* **Provided passage**:
◆ ◆ ◆ ◆ ◆ ◆ ◆

[Python-3000] canonicalization [was: On PEP 3116: new I/O base classes]

Thu Jun 21 18:12:22 CEST 2007

Should canonicalization should be an extra feature of the Text IO, on
par with character encoding?

On 6/20/07, Daniel Stutzbach <daniel at stutzbachenterprises.com> wrote:
> On 6/20/07, Bill Janssen <janssen at parc.com> wrote:

[For the TextIO, as opposed to the raw IO, Bill originally proposed
dropping read(n), because character count is not well-defined.  Dan
objected that not all text has useful line breaks.]

> > ... just saying "give me N characters" isn't enough.
> > We need to say, "N characters assuming a text
> > encoding of M, with a normalization policy of Q,
> > and a newline policy of R".

[ Daniel points out that TextIO already handles M and R ]

> I'm not sure I 100% understand what you mean by
> "normalization policy" (Q).  Could you give an example?

How many characters are there in ö?

If I ask for just one character, do I get only the o, without the
diaeresis, or do I get both (since they are linguistically one
letter), or does it depend on how some editor happened to store it?

Distinguishing strings based on an accident of storage would violate
unicode standards.  (More precisely, it would be a violation of
standards to assume that they are distinguished.)

To the extent that you are treating the data as text rather than
binary, NFC or NFD normalization should always be appropriate.

In practice, binary concerns do intrude even for text data; you may
well want to save it back out in the original encoding, without any
spurious changes.

Proposal:

    open would default to NFC.

    import would open source code with NFKC.

    An explict None canonicalization would allow round-trips without
spurious binary-level changes.

-jJ

◆ ◆ ◆ ◆ ◆ ◆ ◆

(Point-based annotation data)

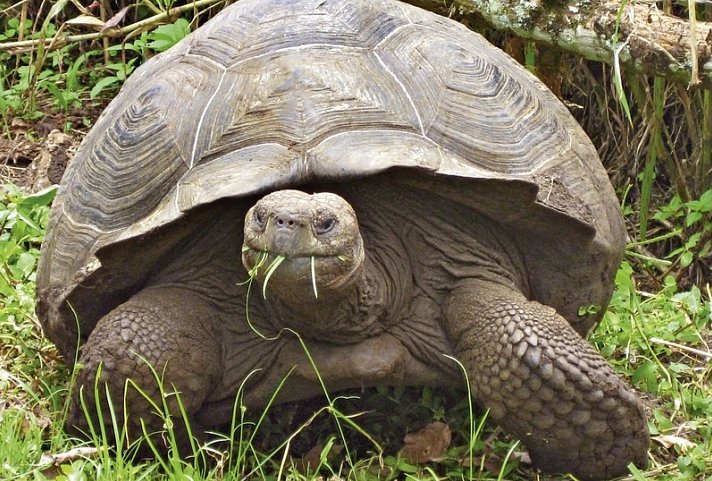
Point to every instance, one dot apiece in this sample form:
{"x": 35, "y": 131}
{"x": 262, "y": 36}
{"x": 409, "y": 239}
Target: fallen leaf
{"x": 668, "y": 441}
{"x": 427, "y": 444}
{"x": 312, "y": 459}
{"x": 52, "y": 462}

◆ ◆ ◆ ◆ ◆ ◆ ◆

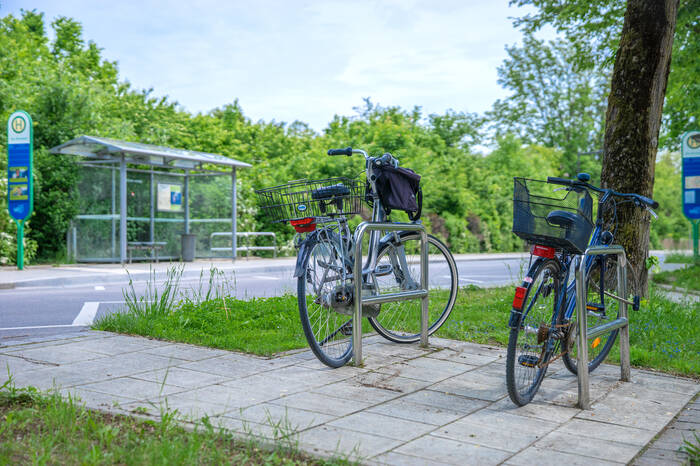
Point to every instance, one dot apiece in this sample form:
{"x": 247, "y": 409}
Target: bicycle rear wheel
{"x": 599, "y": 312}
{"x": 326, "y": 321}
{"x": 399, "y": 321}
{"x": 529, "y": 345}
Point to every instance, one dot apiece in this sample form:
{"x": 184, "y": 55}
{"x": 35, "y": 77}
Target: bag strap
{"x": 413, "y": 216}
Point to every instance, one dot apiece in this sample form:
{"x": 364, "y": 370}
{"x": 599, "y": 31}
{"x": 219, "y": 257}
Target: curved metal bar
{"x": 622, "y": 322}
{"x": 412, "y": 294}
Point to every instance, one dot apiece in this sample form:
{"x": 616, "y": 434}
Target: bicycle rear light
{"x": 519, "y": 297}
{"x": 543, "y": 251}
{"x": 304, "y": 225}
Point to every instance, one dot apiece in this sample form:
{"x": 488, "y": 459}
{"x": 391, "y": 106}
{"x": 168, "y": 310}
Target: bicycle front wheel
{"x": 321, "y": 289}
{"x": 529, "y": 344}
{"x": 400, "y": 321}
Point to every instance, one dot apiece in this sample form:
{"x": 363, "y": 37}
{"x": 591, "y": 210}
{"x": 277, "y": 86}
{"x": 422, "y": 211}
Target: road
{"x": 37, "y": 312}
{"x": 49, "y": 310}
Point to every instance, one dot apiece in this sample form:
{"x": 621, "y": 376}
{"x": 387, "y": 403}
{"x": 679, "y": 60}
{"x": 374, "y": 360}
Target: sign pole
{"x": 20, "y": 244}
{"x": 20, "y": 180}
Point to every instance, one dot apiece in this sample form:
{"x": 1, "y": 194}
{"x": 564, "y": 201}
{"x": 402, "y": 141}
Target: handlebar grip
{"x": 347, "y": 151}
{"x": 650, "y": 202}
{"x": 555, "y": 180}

◆ ◆ ◆ ◆ ◆ ◆ ◆

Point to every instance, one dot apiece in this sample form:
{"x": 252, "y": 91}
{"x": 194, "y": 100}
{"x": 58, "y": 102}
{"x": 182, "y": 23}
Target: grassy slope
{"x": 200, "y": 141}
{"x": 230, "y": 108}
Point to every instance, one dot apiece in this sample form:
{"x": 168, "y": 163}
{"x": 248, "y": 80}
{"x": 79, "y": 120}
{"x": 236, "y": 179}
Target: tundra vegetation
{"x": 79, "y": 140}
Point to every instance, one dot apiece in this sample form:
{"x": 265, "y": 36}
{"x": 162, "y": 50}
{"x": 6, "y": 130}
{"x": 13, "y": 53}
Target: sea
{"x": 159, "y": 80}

◆ ◆ ◆ ◆ ◆ ◆ ◆

* **The tasks**:
**a)** Answer these questions about the canonicalization post:
(i) Who originally proposed dropping read(n) for the TextIO?
(ii) What did Dan object in response to that proposal?
(iii) Under the proposal, which normalization would import use when opening source code?
**b)** Duplicate everything in the canonicalization post from "[For the TextIO, as" down to "give an example?".

* **Solution list**:
**a)**
(i) Bill
(ii) He objected that not all text has useful line breaks.
(iii) NFKC

**b)**
[For the TextIO, as opposed to the raw IO, Bill originally proposed
dropping read(n), because character count is not well-defined.  Dan
objected that not all text has useful line breaks.]

> > ... just saying "give me N characters" isn't enough.
> > We need to say, "N characters assuming a text
> > encoding of M, with a normalization policy of Q,
> > and a newline policy of R".

[ Daniel points out that TextIO already handles M and R ]

> I'm not sure I 100% understand what you mean by
> "normalization policy" (Q).  Could you give an example?